Task ▸ In the records below, find the line containing "of the woman's"; copy exactly that line and all lines after it to the end, and nothing else.

------ Dataset extract

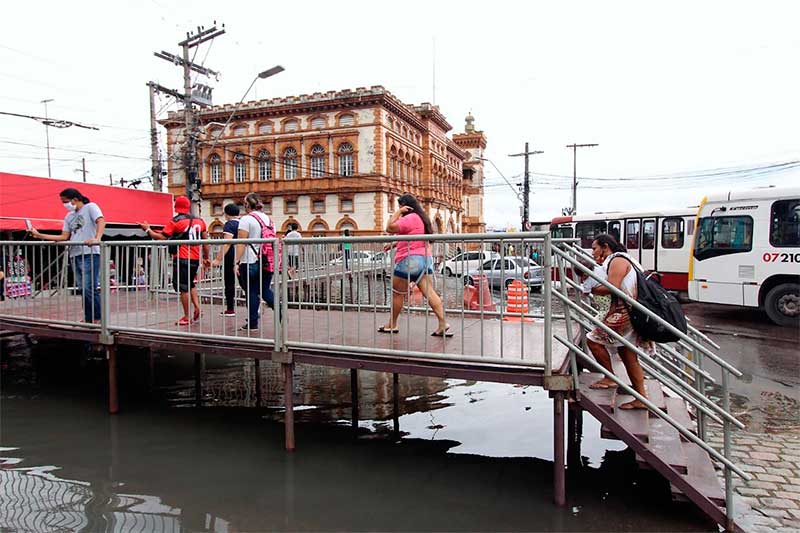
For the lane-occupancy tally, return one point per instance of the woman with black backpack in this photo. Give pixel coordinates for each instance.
(621, 274)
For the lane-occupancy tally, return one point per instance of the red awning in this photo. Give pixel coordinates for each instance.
(36, 199)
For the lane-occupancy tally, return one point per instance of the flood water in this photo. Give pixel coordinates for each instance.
(469, 457)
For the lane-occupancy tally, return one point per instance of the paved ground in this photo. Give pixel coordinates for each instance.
(767, 400)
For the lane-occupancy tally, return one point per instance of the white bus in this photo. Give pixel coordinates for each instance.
(747, 252)
(659, 240)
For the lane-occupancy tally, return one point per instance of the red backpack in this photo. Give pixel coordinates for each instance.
(268, 232)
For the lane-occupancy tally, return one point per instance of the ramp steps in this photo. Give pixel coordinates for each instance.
(657, 444)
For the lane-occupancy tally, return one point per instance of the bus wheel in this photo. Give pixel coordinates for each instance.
(782, 304)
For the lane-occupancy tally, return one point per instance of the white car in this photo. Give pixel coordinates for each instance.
(465, 262)
(360, 257)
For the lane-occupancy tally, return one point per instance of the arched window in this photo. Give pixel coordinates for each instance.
(264, 166)
(346, 120)
(216, 169)
(346, 167)
(317, 161)
(239, 168)
(290, 164)
(318, 229)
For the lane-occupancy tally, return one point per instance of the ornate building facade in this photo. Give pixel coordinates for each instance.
(334, 161)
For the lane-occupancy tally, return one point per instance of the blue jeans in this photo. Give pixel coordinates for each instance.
(87, 276)
(413, 267)
(256, 285)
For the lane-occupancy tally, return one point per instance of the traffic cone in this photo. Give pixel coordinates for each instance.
(480, 297)
(516, 303)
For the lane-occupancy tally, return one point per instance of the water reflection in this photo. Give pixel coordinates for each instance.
(475, 456)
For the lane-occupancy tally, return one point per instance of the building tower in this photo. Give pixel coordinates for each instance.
(473, 142)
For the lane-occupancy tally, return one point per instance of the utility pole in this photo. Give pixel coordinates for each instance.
(47, 135)
(575, 173)
(526, 186)
(189, 99)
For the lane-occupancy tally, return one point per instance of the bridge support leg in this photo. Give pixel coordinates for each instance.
(199, 367)
(257, 371)
(574, 435)
(354, 396)
(113, 393)
(151, 372)
(396, 404)
(559, 470)
(288, 402)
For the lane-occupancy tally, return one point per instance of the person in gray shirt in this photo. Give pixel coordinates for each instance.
(84, 224)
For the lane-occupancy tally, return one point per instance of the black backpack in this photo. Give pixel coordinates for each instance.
(172, 249)
(655, 298)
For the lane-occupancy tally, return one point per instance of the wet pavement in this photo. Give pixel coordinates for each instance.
(767, 400)
(470, 456)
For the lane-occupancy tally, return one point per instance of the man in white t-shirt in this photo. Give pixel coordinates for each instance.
(255, 280)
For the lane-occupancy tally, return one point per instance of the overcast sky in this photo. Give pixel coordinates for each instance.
(668, 91)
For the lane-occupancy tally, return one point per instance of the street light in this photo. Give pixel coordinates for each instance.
(516, 192)
(277, 69)
(47, 135)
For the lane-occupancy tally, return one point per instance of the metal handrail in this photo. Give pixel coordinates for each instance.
(633, 303)
(691, 329)
(655, 409)
(651, 362)
(686, 361)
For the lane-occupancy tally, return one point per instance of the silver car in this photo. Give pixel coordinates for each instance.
(501, 272)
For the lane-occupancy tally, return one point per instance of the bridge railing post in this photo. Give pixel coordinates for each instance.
(548, 310)
(105, 292)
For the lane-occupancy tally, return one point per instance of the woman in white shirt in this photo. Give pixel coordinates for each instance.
(255, 276)
(622, 275)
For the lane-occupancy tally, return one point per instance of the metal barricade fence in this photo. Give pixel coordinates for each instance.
(51, 282)
(333, 294)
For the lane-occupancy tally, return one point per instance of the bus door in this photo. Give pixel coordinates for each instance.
(647, 251)
(633, 235)
(615, 230)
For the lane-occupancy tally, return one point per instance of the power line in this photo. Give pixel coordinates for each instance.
(88, 152)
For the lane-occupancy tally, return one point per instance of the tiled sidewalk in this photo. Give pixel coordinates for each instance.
(771, 501)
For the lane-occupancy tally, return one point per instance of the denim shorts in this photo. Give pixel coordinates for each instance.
(413, 267)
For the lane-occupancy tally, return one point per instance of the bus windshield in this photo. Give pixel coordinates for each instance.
(722, 236)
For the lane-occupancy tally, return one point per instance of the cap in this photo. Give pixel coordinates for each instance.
(182, 205)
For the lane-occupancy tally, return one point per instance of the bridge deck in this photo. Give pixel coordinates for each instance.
(332, 331)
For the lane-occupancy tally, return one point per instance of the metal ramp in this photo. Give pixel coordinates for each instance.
(657, 444)
(670, 435)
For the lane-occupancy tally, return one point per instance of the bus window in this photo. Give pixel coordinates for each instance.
(723, 235)
(649, 235)
(672, 233)
(562, 232)
(587, 231)
(632, 235)
(784, 228)
(614, 228)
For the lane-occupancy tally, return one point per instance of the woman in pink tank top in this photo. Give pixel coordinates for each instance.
(413, 263)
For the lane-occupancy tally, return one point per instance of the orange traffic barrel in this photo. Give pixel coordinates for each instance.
(516, 302)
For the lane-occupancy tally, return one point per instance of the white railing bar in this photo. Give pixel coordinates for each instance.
(655, 409)
(620, 294)
(651, 364)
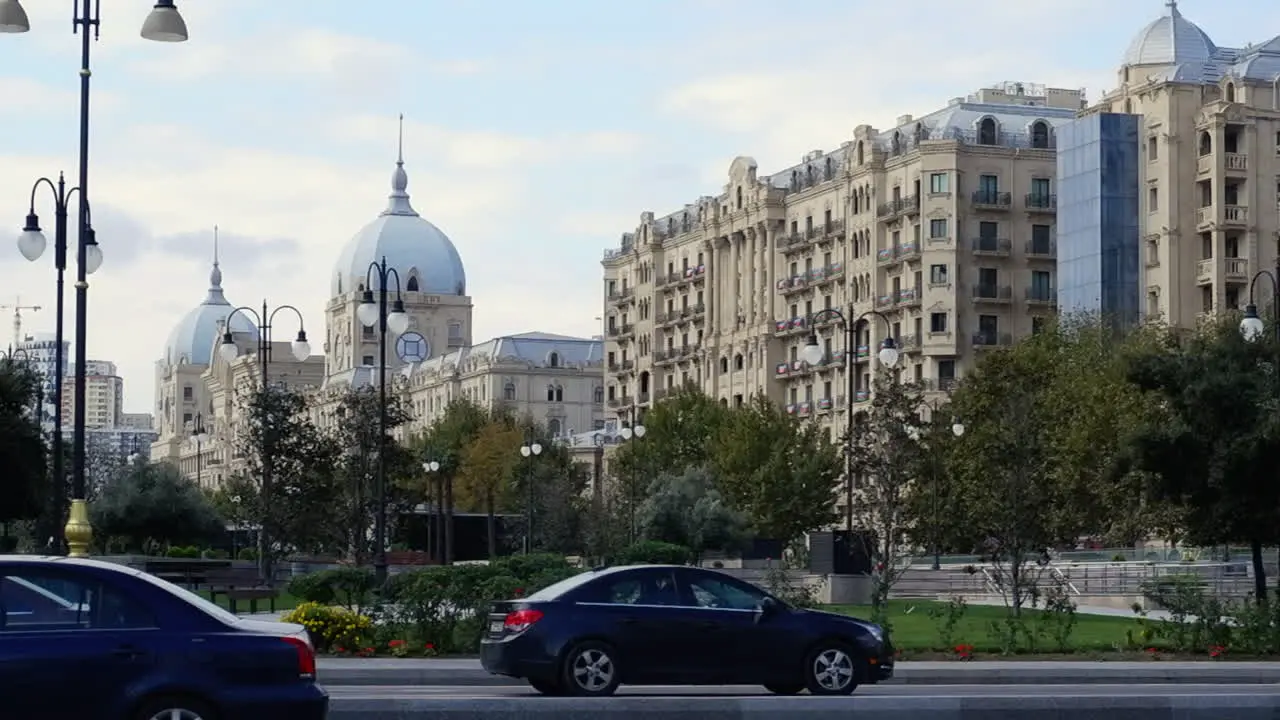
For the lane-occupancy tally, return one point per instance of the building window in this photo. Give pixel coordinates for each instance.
(987, 131)
(1040, 135)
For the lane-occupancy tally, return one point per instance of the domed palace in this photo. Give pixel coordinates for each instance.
(1207, 122)
(557, 379)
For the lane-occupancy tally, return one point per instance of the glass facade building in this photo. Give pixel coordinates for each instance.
(1098, 245)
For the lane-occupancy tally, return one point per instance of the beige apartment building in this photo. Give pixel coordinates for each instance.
(1210, 165)
(938, 232)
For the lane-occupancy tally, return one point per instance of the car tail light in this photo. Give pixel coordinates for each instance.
(521, 620)
(306, 655)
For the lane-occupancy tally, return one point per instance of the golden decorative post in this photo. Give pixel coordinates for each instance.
(78, 532)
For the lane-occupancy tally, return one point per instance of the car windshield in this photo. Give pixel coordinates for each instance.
(556, 589)
(190, 597)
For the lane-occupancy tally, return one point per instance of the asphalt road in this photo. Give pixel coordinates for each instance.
(472, 692)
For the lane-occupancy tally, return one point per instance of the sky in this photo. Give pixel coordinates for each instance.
(535, 132)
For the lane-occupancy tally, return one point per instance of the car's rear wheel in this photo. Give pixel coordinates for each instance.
(174, 707)
(590, 670)
(547, 687)
(831, 669)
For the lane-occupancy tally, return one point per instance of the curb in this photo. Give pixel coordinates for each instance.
(1061, 707)
(470, 674)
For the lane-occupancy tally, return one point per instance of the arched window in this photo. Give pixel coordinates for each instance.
(987, 131)
(1040, 135)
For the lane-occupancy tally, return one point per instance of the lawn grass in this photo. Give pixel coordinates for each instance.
(913, 629)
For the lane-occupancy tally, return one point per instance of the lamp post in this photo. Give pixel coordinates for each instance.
(163, 24)
(432, 468)
(301, 351)
(635, 431)
(394, 319)
(814, 354)
(197, 433)
(32, 245)
(529, 451)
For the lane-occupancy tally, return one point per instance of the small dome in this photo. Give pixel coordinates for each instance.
(1170, 40)
(424, 256)
(193, 337)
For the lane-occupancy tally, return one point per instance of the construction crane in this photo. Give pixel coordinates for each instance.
(17, 318)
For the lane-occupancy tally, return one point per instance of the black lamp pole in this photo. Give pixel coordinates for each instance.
(163, 24)
(301, 350)
(888, 356)
(384, 274)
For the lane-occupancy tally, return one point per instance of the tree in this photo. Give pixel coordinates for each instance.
(1009, 502)
(484, 475)
(1212, 449)
(145, 504)
(289, 487)
(23, 487)
(886, 459)
(444, 442)
(777, 469)
(686, 509)
(359, 438)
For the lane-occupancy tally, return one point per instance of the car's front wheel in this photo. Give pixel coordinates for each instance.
(830, 669)
(590, 670)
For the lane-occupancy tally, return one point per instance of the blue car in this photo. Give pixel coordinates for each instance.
(675, 625)
(83, 638)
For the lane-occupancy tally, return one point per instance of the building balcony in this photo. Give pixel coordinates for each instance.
(909, 205)
(991, 200)
(1041, 203)
(1041, 296)
(991, 246)
(1232, 215)
(983, 292)
(1041, 249)
(992, 340)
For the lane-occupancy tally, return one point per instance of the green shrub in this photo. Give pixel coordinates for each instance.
(654, 552)
(352, 588)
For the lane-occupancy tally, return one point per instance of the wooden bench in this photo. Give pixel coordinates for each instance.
(240, 584)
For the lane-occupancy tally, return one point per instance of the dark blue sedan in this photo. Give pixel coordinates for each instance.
(656, 624)
(83, 638)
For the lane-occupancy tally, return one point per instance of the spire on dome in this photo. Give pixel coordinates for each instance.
(398, 199)
(215, 278)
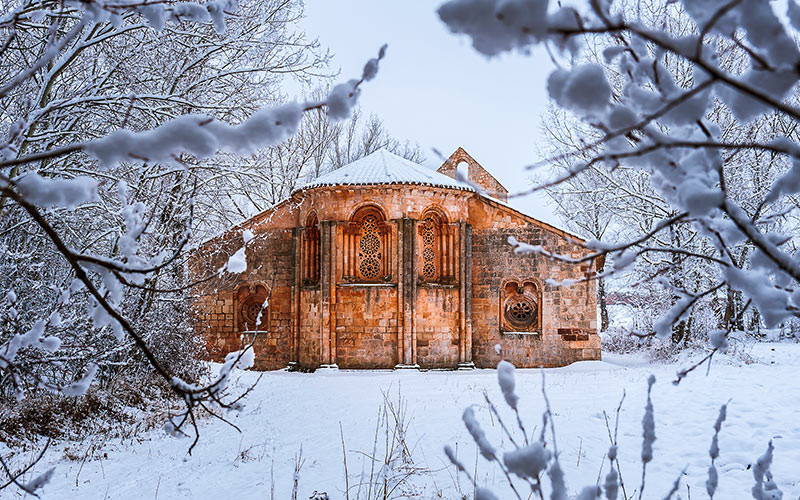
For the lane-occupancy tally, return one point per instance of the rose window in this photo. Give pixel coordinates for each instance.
(520, 311)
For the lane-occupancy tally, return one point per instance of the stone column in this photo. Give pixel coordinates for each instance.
(407, 283)
(328, 288)
(297, 239)
(465, 296)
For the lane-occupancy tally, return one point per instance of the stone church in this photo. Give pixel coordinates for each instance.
(385, 263)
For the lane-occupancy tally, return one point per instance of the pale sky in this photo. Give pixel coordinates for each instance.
(434, 89)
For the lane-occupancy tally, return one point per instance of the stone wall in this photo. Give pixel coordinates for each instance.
(217, 306)
(402, 319)
(475, 173)
(568, 325)
(437, 317)
(367, 326)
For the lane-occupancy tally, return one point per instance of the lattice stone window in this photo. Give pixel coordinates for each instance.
(438, 246)
(520, 307)
(366, 248)
(310, 252)
(428, 248)
(369, 264)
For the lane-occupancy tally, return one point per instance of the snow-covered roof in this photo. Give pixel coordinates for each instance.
(384, 167)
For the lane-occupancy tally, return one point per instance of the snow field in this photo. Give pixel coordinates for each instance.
(290, 410)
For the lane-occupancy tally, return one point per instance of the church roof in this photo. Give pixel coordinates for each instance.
(384, 167)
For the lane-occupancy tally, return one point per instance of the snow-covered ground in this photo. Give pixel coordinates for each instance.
(288, 411)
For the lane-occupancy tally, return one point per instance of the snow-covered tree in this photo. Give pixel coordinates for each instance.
(623, 204)
(666, 127)
(109, 110)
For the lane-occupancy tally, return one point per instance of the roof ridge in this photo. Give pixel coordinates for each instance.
(384, 167)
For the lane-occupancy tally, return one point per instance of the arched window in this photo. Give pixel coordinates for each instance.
(436, 247)
(252, 312)
(366, 247)
(310, 253)
(462, 171)
(521, 307)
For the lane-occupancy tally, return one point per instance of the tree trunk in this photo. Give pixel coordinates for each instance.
(601, 301)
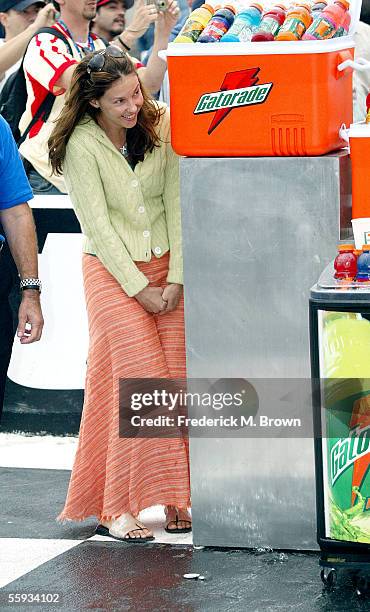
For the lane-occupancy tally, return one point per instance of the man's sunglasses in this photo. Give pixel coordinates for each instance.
(96, 64)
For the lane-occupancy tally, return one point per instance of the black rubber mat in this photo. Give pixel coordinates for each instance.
(106, 576)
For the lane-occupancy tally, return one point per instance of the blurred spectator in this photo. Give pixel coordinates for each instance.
(18, 226)
(361, 80)
(49, 66)
(20, 21)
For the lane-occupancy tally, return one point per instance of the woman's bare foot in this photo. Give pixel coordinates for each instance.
(127, 527)
(178, 520)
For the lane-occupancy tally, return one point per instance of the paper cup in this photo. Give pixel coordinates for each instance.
(361, 231)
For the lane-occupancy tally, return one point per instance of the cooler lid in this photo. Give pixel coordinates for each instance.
(329, 289)
(261, 48)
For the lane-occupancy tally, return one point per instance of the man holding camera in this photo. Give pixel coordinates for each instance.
(17, 224)
(109, 22)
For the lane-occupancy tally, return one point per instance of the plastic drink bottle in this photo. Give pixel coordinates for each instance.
(368, 108)
(344, 28)
(271, 23)
(318, 7)
(221, 21)
(298, 19)
(363, 264)
(345, 263)
(195, 24)
(330, 20)
(244, 24)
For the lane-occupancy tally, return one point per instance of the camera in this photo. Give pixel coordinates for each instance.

------------

Exercise result ▸
For the lane-occupancy tally, return one point per instance of the woman's bare foot in this photo. Give pixel coordinates for each instance.
(127, 527)
(178, 520)
For the lane-occupancy tally, return one point per instance of the paper cup in this photo. Give pixel coordinates for each instance.
(361, 231)
For the lane-occupancy tally, return one point per instance of the cooler lid in this photo. Give pixel coordinates for each instance.
(329, 289)
(261, 48)
For the lane-occupancy tally, return one point per instance of the man holding camera in this photo. Give pixel coordinates for each instance.
(17, 224)
(109, 22)
For the lane-occupancy tally, return one point per instance of the plastic drink bottle in this photo. Give pixel coordinates for each instance.
(368, 108)
(344, 28)
(271, 23)
(318, 7)
(221, 21)
(298, 19)
(363, 264)
(345, 263)
(195, 24)
(330, 20)
(244, 24)
For the lane-occupancy tally, return one point per instance of the camera in this photo. Give pixel coordinates for each instance.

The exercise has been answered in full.